### [THE PROBLEM]
Reproduce every record below exactly as it appears.
::: DATA FOR THIS TASK
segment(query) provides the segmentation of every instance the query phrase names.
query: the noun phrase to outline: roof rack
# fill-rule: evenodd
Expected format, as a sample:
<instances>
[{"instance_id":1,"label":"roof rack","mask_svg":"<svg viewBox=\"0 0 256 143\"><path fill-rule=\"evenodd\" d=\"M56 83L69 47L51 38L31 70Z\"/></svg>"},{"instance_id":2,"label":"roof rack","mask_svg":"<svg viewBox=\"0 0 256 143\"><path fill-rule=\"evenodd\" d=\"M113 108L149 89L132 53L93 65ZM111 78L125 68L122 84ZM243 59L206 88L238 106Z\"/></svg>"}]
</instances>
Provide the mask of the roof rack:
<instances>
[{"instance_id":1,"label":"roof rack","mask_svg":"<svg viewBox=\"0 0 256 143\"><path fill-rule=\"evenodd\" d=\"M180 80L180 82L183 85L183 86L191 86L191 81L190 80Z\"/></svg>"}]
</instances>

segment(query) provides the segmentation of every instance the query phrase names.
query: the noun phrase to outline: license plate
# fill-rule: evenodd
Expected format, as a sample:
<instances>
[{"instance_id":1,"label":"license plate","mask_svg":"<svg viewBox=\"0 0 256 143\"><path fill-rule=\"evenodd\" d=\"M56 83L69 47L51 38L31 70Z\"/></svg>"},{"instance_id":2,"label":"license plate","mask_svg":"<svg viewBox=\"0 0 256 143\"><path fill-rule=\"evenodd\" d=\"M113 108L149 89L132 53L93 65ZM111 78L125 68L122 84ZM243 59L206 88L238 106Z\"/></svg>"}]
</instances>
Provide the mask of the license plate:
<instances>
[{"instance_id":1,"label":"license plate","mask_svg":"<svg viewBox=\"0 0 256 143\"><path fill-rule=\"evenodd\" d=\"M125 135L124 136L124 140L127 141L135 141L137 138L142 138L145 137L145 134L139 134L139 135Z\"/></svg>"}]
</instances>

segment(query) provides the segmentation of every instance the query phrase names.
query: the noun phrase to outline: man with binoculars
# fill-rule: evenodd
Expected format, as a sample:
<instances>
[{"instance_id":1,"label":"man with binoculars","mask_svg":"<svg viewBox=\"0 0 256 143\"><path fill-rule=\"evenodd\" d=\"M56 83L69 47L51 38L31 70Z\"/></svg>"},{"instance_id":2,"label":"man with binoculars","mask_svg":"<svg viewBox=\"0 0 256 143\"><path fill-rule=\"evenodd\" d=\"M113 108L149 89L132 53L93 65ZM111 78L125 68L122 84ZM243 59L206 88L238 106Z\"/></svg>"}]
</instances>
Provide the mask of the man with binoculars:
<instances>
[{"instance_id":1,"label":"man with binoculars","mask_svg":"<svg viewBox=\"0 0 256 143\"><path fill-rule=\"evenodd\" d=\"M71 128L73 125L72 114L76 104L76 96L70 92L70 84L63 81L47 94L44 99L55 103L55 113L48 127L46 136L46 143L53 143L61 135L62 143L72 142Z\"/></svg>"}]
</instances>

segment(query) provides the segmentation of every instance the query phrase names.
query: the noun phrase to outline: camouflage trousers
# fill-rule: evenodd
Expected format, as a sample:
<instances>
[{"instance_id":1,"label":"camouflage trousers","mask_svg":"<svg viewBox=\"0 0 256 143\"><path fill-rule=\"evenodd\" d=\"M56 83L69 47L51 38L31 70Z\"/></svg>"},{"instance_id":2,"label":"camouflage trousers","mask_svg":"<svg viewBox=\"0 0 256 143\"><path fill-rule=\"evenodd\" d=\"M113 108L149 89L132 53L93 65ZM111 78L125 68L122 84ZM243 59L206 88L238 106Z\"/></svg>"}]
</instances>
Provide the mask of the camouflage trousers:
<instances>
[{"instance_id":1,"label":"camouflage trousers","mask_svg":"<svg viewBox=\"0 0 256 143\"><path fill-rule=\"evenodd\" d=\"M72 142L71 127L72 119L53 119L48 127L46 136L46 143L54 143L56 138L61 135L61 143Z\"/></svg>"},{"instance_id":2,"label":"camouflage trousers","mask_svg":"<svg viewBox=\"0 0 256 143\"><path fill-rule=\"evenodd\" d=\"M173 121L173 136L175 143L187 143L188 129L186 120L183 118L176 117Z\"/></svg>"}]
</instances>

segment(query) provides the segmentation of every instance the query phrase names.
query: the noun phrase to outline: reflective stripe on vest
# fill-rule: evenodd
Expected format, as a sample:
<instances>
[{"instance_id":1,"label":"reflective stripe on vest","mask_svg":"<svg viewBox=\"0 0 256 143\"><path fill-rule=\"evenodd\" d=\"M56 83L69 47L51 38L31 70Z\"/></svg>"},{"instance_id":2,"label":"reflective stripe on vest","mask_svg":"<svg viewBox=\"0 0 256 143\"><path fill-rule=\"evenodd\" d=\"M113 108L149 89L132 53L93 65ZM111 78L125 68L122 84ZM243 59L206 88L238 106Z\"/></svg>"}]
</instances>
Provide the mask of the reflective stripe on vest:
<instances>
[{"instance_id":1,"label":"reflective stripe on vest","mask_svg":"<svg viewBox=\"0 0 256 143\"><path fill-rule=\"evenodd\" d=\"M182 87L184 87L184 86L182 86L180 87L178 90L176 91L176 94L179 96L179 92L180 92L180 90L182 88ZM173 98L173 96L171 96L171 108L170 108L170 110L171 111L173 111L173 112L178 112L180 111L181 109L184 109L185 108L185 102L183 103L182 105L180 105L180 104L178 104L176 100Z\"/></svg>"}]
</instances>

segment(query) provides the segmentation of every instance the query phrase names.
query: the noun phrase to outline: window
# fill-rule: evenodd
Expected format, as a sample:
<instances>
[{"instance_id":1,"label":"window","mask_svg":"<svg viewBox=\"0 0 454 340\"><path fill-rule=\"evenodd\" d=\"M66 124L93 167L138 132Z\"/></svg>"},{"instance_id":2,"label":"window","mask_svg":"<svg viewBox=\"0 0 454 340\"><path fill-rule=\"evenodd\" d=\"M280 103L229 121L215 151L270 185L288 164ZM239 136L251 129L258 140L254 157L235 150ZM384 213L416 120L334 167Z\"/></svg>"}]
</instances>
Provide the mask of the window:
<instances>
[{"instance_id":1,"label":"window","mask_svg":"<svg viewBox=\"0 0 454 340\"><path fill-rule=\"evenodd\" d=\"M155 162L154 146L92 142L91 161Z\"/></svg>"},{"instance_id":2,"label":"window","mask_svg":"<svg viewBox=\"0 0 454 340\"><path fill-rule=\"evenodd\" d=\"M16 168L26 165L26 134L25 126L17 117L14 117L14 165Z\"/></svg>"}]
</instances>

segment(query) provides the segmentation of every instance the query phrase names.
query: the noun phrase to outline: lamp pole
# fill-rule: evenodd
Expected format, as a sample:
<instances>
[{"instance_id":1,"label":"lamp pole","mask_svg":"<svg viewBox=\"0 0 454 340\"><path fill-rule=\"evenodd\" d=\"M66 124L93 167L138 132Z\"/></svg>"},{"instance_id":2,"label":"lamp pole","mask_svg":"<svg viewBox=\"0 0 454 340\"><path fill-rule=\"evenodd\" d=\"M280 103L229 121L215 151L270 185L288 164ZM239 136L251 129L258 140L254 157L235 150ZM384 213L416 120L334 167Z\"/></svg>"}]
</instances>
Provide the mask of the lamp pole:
::::::
### [FULL ANSWER]
segment(query) provides the segmentation of every instance the query phrase names.
query: the noun phrase to outline: roof rack
# fill-rule: evenodd
Expected format, as a sample:
<instances>
[{"instance_id":1,"label":"roof rack","mask_svg":"<svg viewBox=\"0 0 256 143\"><path fill-rule=\"evenodd\" d=\"M56 83L69 47L51 38L31 70Z\"/></svg>"},{"instance_id":2,"label":"roof rack","mask_svg":"<svg viewBox=\"0 0 256 143\"><path fill-rule=\"evenodd\" d=\"M113 108L149 89L132 53L93 65ZM111 78L125 68L122 84ZM243 59L206 88L238 106Z\"/></svg>"}]
</instances>
Provide the mask of the roof rack:
<instances>
[{"instance_id":1,"label":"roof rack","mask_svg":"<svg viewBox=\"0 0 256 143\"><path fill-rule=\"evenodd\" d=\"M180 80L180 82L183 85L183 86L191 86L191 81L190 80Z\"/></svg>"}]
</instances>

segment(query) provides the segmentation of every instance the query phrase names.
query: the noun phrase to outline: license plate
# fill-rule: evenodd
Expected format, as a sample:
<instances>
[{"instance_id":1,"label":"license plate","mask_svg":"<svg viewBox=\"0 0 256 143\"><path fill-rule=\"evenodd\" d=\"M56 83L69 47L51 38L31 70Z\"/></svg>"},{"instance_id":2,"label":"license plate","mask_svg":"<svg viewBox=\"0 0 256 143\"><path fill-rule=\"evenodd\" d=\"M113 108L149 89L132 53L93 65ZM111 78L125 68L122 84ZM243 59L206 88L238 106Z\"/></svg>"}]
</instances>
Provide the mask of the license plate:
<instances>
[{"instance_id":1,"label":"license plate","mask_svg":"<svg viewBox=\"0 0 256 143\"><path fill-rule=\"evenodd\" d=\"M125 135L124 136L124 140L127 141L135 141L137 138L142 138L145 137L145 134L139 134L139 135Z\"/></svg>"}]
</instances>

segment(query) provides the segmentation of every instance the query phrase names.
query: the noun phrase to outline: man with binoculars
# fill-rule: evenodd
Expected format, as a sample:
<instances>
[{"instance_id":1,"label":"man with binoculars","mask_svg":"<svg viewBox=\"0 0 256 143\"><path fill-rule=\"evenodd\" d=\"M56 83L69 47L51 38L31 70Z\"/></svg>"},{"instance_id":2,"label":"man with binoculars","mask_svg":"<svg viewBox=\"0 0 256 143\"><path fill-rule=\"evenodd\" d=\"M113 108L149 89L132 53L93 65ZM111 78L125 68L122 84ZM243 59L206 88L238 106Z\"/></svg>"}]
</instances>
Provide the mask of the man with binoculars:
<instances>
[{"instance_id":1,"label":"man with binoculars","mask_svg":"<svg viewBox=\"0 0 256 143\"><path fill-rule=\"evenodd\" d=\"M71 128L73 125L72 114L76 104L76 96L70 92L70 84L63 81L47 94L44 99L55 103L55 113L48 127L46 136L46 143L53 143L61 135L62 143L72 142Z\"/></svg>"}]
</instances>

segment(query) provides the segmentation of every instance the query phrase names.
query: the noun phrase to outline: camouflage trousers
# fill-rule: evenodd
Expected format, as a sample:
<instances>
[{"instance_id":1,"label":"camouflage trousers","mask_svg":"<svg viewBox=\"0 0 256 143\"><path fill-rule=\"evenodd\" d=\"M56 83L69 47L51 38L31 70Z\"/></svg>"},{"instance_id":2,"label":"camouflage trousers","mask_svg":"<svg viewBox=\"0 0 256 143\"><path fill-rule=\"evenodd\" d=\"M113 108L149 89L132 53L93 65ZM111 78L125 68L122 84ZM243 59L206 88L238 106Z\"/></svg>"}]
</instances>
Provide the mask of the camouflage trousers:
<instances>
[{"instance_id":1,"label":"camouflage trousers","mask_svg":"<svg viewBox=\"0 0 256 143\"><path fill-rule=\"evenodd\" d=\"M72 142L71 127L72 119L53 119L48 127L46 136L46 143L54 143L56 138L61 135L61 143Z\"/></svg>"},{"instance_id":2,"label":"camouflage trousers","mask_svg":"<svg viewBox=\"0 0 256 143\"><path fill-rule=\"evenodd\" d=\"M173 121L173 136L175 143L187 143L188 129L186 120L183 118L176 117Z\"/></svg>"}]
</instances>

segment(query) provides the segmentation of every instance the query phrase names.
query: the noun phrase to outline: reflective stripe on vest
# fill-rule: evenodd
Expected format, as a sample:
<instances>
[{"instance_id":1,"label":"reflective stripe on vest","mask_svg":"<svg viewBox=\"0 0 256 143\"><path fill-rule=\"evenodd\" d=\"M56 83L69 47L51 38L31 70Z\"/></svg>"},{"instance_id":2,"label":"reflective stripe on vest","mask_svg":"<svg viewBox=\"0 0 256 143\"><path fill-rule=\"evenodd\" d=\"M113 108L149 89L132 53L93 65ZM111 78L125 68L122 84ZM243 59L206 88L238 106Z\"/></svg>"}]
</instances>
Provide the mask of the reflective stripe on vest:
<instances>
[{"instance_id":1,"label":"reflective stripe on vest","mask_svg":"<svg viewBox=\"0 0 256 143\"><path fill-rule=\"evenodd\" d=\"M182 87L184 87L184 86L182 86L180 87L178 90L176 91L176 94L179 96L179 92L180 92L180 90L182 88ZM173 98L173 96L171 96L171 108L170 108L170 110L171 111L173 111L173 112L178 112L180 111L181 109L184 109L185 108L185 102L183 103L182 105L180 105L180 104L178 104L176 100Z\"/></svg>"}]
</instances>

segment(query) provides the segmentation of every instance the query phrase names.
query: the noun phrase to outline: window
# fill-rule: evenodd
Expected format, as a sample:
<instances>
[{"instance_id":1,"label":"window","mask_svg":"<svg viewBox=\"0 0 454 340\"><path fill-rule=\"evenodd\" d=\"M66 124L93 167L138 132Z\"/></svg>"},{"instance_id":2,"label":"window","mask_svg":"<svg viewBox=\"0 0 454 340\"><path fill-rule=\"evenodd\" d=\"M280 103L229 121L215 151L270 185L288 164ZM239 136L251 129L258 140L254 157L235 150ZM384 213L416 120L334 167Z\"/></svg>"}]
</instances>
Provide the mask of the window:
<instances>
[{"instance_id":1,"label":"window","mask_svg":"<svg viewBox=\"0 0 454 340\"><path fill-rule=\"evenodd\" d=\"M155 162L154 146L92 142L91 161Z\"/></svg>"},{"instance_id":2,"label":"window","mask_svg":"<svg viewBox=\"0 0 454 340\"><path fill-rule=\"evenodd\" d=\"M16 168L26 165L26 134L25 126L17 117L14 117L14 165Z\"/></svg>"}]
</instances>

segment(query) provides the segmentation of every instance the query phrase names.
query: the noun phrase to outline: lamp pole
# fill-rule: evenodd
Expected format, as a sample:
<instances>
[{"instance_id":1,"label":"lamp pole","mask_svg":"<svg viewBox=\"0 0 454 340\"><path fill-rule=\"evenodd\" d=\"M66 124L93 167L138 132Z\"/></svg>"},{"instance_id":2,"label":"lamp pole","mask_svg":"<svg viewBox=\"0 0 454 340\"><path fill-rule=\"evenodd\" d=\"M280 103L229 121L215 151L270 185L288 164ZM239 136L251 129L258 140L254 157L235 150ZM384 213L416 120L334 167Z\"/></svg>"}]
</instances>
Provide the mask of the lamp pole:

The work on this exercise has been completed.